# Texte fourni
========================================

Dans les grandes usines, comme les aciéries de Longwy, il n'y a pas de murs autour ou comme celles du Creusot, il y a beaucoup de portes : quand il y a les grandes grèves de 1899-1900, on a beaucoup de peine à défendre les portes de l'usine car il y en a trop. Les ouvriers ne sont pas encore organisés : les femmes apportent ainsi chaque midi le casse-croûte à leur mari, ils discutent ensemble et prennent leur temps. Les horaires de travail ne sont pas toujours impératifs : il y a des règlements d'atelier qui disent que les ouvriers peuvent partir quand ils ont fini leur travail. Beaucoup d'ouvriers sont encore, en même temps, des paysans qui ont leurs champs, leur bétail et qui, à la sortie de l'usine vont cultiver leur parcelle et s'occuper de leurs animaux. L'ouvrier est donc aussi travailleur manuel encore à cette époque. Ainsi, les mégissiers de Mazamet dans le Tarn, quand il n'y a pas assez de travail, prennent leur faux et se font embaucher comme journaliers par les paysans des alentours. Inversement, des paysans peuvent avoir une activité saisonnière dans une usine ou une mine. C'est le cas des paysans de Lozère qui, pendant l'hiver, se font embaucher dans les mines du côté de Saint- Étienne. Les verriers vont faire du bûcheronnage pendant que l'on répare les fours à verre. Il faut gagner sa vie : on n'est encore pas très loin du XIXe siècle dans la pluri-activité nécessaire pour vivre.

========================================

# Liste des données
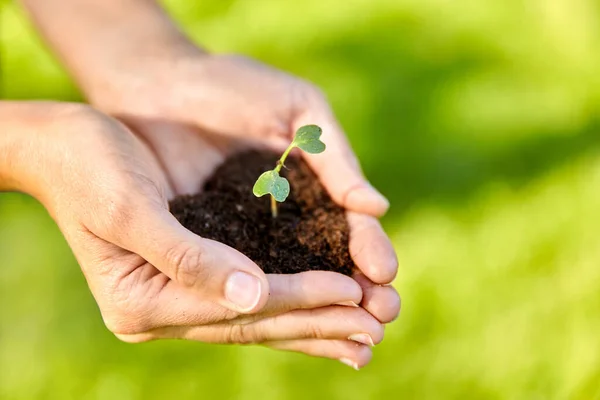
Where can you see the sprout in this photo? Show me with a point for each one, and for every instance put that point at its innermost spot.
(307, 139)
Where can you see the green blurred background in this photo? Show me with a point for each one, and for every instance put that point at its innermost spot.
(479, 120)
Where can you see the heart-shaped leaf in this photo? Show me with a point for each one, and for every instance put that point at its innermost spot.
(271, 183)
(307, 139)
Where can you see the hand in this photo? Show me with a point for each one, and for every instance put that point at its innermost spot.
(154, 279)
(237, 97)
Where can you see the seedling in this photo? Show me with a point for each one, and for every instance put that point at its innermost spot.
(307, 139)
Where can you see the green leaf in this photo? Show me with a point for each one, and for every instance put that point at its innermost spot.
(271, 183)
(307, 139)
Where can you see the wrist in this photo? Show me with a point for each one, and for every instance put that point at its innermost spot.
(26, 130)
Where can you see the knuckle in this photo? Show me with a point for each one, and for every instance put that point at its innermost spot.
(124, 324)
(241, 334)
(185, 261)
(119, 212)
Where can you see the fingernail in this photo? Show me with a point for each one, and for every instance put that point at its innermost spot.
(243, 290)
(347, 304)
(362, 338)
(349, 363)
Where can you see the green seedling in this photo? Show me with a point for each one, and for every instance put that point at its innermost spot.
(307, 139)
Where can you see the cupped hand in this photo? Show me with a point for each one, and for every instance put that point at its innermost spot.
(108, 191)
(233, 96)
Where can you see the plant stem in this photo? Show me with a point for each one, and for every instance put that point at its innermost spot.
(283, 157)
(273, 207)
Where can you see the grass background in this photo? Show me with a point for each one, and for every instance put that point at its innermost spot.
(478, 119)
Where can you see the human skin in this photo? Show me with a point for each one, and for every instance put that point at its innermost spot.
(133, 63)
(151, 277)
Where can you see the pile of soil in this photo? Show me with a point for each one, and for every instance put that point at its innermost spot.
(310, 232)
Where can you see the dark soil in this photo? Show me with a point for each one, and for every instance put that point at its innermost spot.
(310, 232)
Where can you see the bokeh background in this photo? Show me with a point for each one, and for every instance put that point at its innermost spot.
(478, 119)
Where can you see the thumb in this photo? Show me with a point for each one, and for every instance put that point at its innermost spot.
(338, 169)
(216, 271)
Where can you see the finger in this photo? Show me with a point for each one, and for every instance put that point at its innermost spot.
(178, 306)
(312, 289)
(334, 322)
(371, 249)
(339, 169)
(382, 302)
(353, 354)
(218, 272)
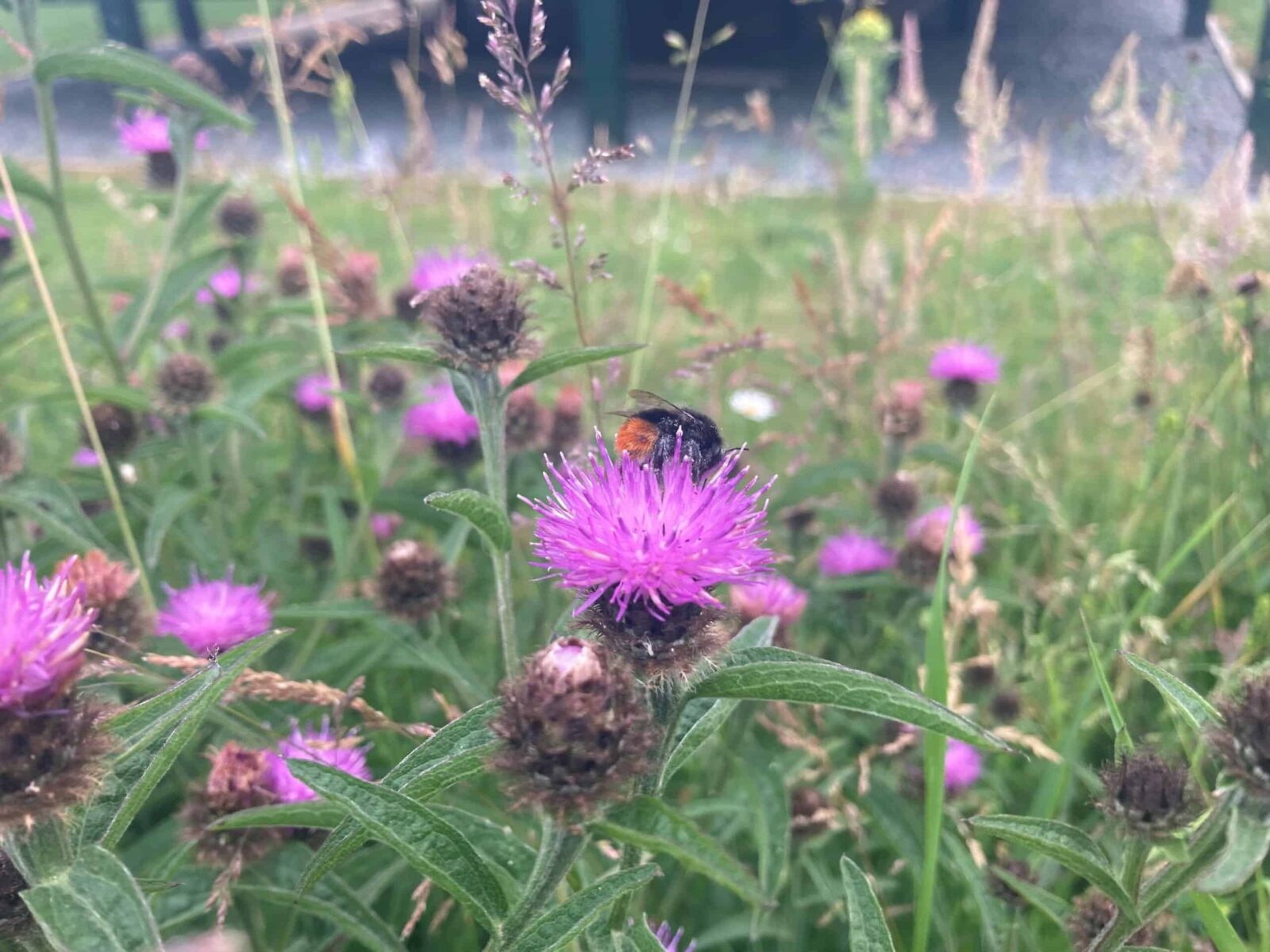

========================================

# Exercice proposé A
Les affirmations (i), (ii) et (iii) concordent-elles avec le texte sur les ouvriers d'usine ? Répondez par oui ou non à chacune, en citant littéralement les mots du texte qui tranchent.
(i) Aux aciéries de Longwy, l'usine n'est pas entourée de murs.
(ii) Les paysans de Lozère travaillent l'été dans les mines.
(iii) Les verriers font du bûcheronnage pendant la réparation des fours à verre.
# Exercice proposé B
D'après le texte sur les ouvriers d'usine, que font les mégissiers de Mazamet quand le travail manque ?
# Exercice proposé C
Rédigez la suite du texte sur les ouvriers d'usine, à partir de sa dernière phrase.
La liste n'a aucun lien avec le texte sur les ouvriers d'usine.

# Réponse produite A
(i) Oui : « comme les aciéries de Longwy, il n'y a pas de murs autour ».
(ii) Non : « pendant l'hiver, se font embaucher dans les mines ».
(iii) Oui : « Les verriers vont faire du bûcheronnage pendant que l'on répare les fours à verre. »

# Réponse produite B
Ils prennent leur faux et se font embaucher comme journaliers par les paysans des alentours.

# Réponse produite C
C'est la Première Guerre mondiale qui va mettre fin à ces « ouvriers-paysans » : dans les usines d'armement, en raison de la cadence de production, les ouvriers travaillent dix à douze heures par jour : il n'est plus question de manquer des demi-journées ou de fêter la « Saint Lundi » où l'on récupérait de l'ivrognerie du week-end : les taux d'absentéisme du lundi sont souvent très élevés avant 1914. Ce qui m'intéresse, c'est de montrer que la société de la Belle Époque était très différente de la nôtre, et pourtant c'est de celle-ci que l'on sort. La guerre de 14 va avoir un effet fondamental sur la société : c'est vraiment là que débute le monde moderne.

C'est à la Belle Époque que se mettent en place les premières grandes organisations politiques et syndicales pour les ouvriers. Pourtant, si l'on compare par rapport à l'Allemagne, les ouvriers français semblent moins bien lotis avant 1914.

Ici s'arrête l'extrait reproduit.